## TASK PROMPT
Without the pictures, copy all the entries below exactly.

## TASK INPUT
******

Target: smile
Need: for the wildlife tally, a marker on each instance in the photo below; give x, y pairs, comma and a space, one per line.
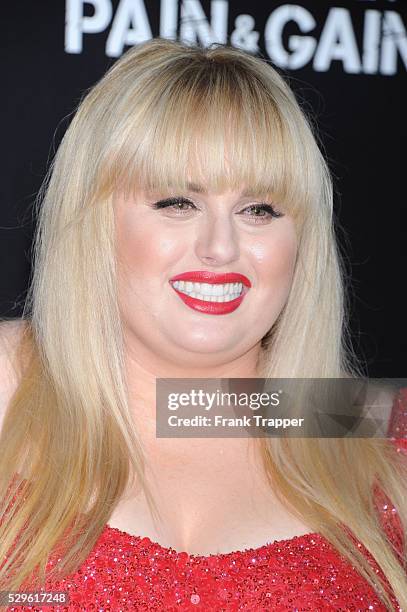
211, 297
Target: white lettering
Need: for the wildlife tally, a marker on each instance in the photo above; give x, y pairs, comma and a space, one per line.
394, 38
130, 27
302, 47
195, 27
371, 41
169, 19
76, 24
338, 42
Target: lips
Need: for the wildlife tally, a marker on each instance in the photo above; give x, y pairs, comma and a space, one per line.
212, 278
202, 276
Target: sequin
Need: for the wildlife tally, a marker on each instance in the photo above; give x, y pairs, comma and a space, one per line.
126, 572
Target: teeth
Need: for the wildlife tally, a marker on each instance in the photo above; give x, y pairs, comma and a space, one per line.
209, 292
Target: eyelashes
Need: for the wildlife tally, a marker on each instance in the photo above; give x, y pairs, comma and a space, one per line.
176, 203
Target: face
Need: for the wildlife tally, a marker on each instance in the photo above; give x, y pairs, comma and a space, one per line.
214, 321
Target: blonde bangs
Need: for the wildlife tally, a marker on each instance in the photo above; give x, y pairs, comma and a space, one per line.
212, 125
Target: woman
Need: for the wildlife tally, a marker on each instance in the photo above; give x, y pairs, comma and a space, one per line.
184, 160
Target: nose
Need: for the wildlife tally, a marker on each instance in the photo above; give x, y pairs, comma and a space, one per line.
217, 240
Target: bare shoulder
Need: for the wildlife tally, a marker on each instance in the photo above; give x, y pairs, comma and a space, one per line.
11, 335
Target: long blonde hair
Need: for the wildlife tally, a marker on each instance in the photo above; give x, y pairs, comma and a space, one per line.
69, 445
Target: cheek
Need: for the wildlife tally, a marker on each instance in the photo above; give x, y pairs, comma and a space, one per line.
144, 247
275, 259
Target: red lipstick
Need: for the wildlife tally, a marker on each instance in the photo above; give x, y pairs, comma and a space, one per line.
202, 276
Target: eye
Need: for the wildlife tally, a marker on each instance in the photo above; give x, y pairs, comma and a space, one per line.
179, 205
261, 213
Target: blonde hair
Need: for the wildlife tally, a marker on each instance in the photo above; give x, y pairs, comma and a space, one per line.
230, 119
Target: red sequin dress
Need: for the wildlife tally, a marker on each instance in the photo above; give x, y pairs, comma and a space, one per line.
126, 572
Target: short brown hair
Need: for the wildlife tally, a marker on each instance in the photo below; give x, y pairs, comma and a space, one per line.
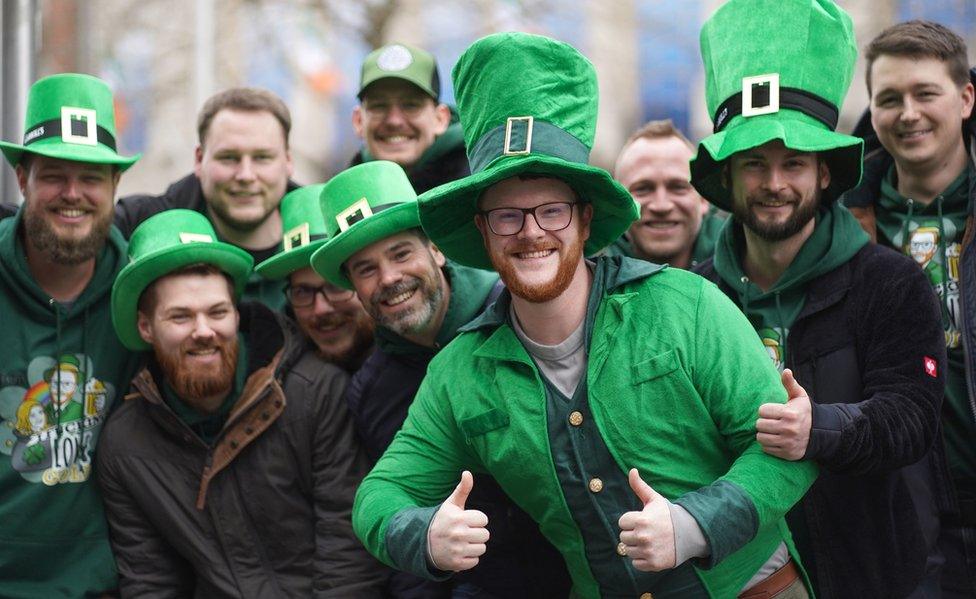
921, 39
149, 298
247, 99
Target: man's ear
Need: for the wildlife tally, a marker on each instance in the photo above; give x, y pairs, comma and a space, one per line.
145, 327
443, 118
357, 121
198, 161
823, 173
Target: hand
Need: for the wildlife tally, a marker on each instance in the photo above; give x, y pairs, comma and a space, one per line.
457, 537
649, 533
783, 430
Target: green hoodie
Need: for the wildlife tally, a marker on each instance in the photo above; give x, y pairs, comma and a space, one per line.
53, 538
470, 288
834, 241
932, 235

******

## SOLVED EXERCISE
Target: smile
Need: for the wildlife tally, a marker on each instance in the photo below; give x, y pairs, comma and a space, one per line.
211, 297
Target: white lettering
Need: for the wildlife tally, a marker on each instance in the photo above; give x, y pairs, comma and a space, one per line.
394, 38
130, 27
302, 47
195, 27
371, 41
169, 19
76, 24
338, 42
Target: lips
Need: for the wildlife tally, a marker on each instance in the photo above; give x, y pairs, comma and a space, one per line.
212, 278
202, 276
Target: sequin
Need: for the wildlife tally, a marker on each instance in the photo above; give x, y pairs, comma and a space, one per line.
126, 572
Target: teeth
Need: for the wildlife tally, a marker on each instance in the photo above; give x, y pairs, comma and a space, one per line.
209, 292
Target: eyelashes
Need: for the wildlife tally, a marker on each instance in the photo above; give x, y pairs, comma and a space, one per line.
176, 203
Target: face
Need: for the wildlife tally, a marker on each instance in the photo above; give x, y pairs, comma and a space, one per line.
214, 321
Target: blonde bangs
Need: for the wildlife tally, a marker on each instance in the photo above; give x, y pairs, comma and a space, one per line.
212, 125
Target: woman
Need: for the wildlife tally, a marker on each instance in the photo above; give x, y pairs, comma and a space, one per line.
184, 160
Target: nose
Need: for the wildlife tally, a marker on each instance in the photo above; give x, y pairs, comma and a space, one per line.
217, 240
Target: bare shoulder
Need: for the wildlife tally, a marker on each instance in the photo above; give x, y pairs, comma and a space, one per line.
11, 335
Target: long blonde hair
Need: for the wildlife tally, a marker on each instance in the photo above; give x, y pairs, comma and a space, one per line.
69, 445
Target: cheek
Need: for the wildlife tally, a marker on each instance in the photo above; give x, y pairs, comma and a space, one per line.
144, 247
275, 259
Target: red lipstick
Need: for the wildlife tally, a marker on each instance in the photo above; give x, y pairs, comma and a space, one per line.
202, 276
Target: eye
Need: for the wildlife tally, a marker on each instance in the photo above; give x, y pairs, comma and a space, one per line.
179, 205
261, 213
Target: blonde hair
Need: for the wildlife tally, a marker on each instance in the photo above; give x, y pairs, comma and a space, one per line.
230, 119
Target: red sequin dress
Need: for the wildlife tally, a marker on each instance in the photo above; give x, y pairs, comma and a space, one per line.
126, 572
Target: short brown hair
Need: for the wildlife tally, a marker on each instance in the photo below; give x, y pairs, comma and a space, one per line.
921, 39
149, 298
247, 99
Target: man's ear
Need: for the wildlife tally, a marker on each instance in the photo above; give x, y pairs, comma and a space, one per line.
145, 327
443, 118
357, 121
198, 161
823, 173
Target: hand
Need: for the wildlife tally, a marker on each instance in the photo above; give x, y pairs, comma and a space, one per line.
457, 537
649, 533
783, 430
Target: green hoodie
Need: for the wildlife tally, a marker on each instance in the photo above; give x, y pairs, comma and a space, one per line.
53, 538
470, 288
834, 241
932, 235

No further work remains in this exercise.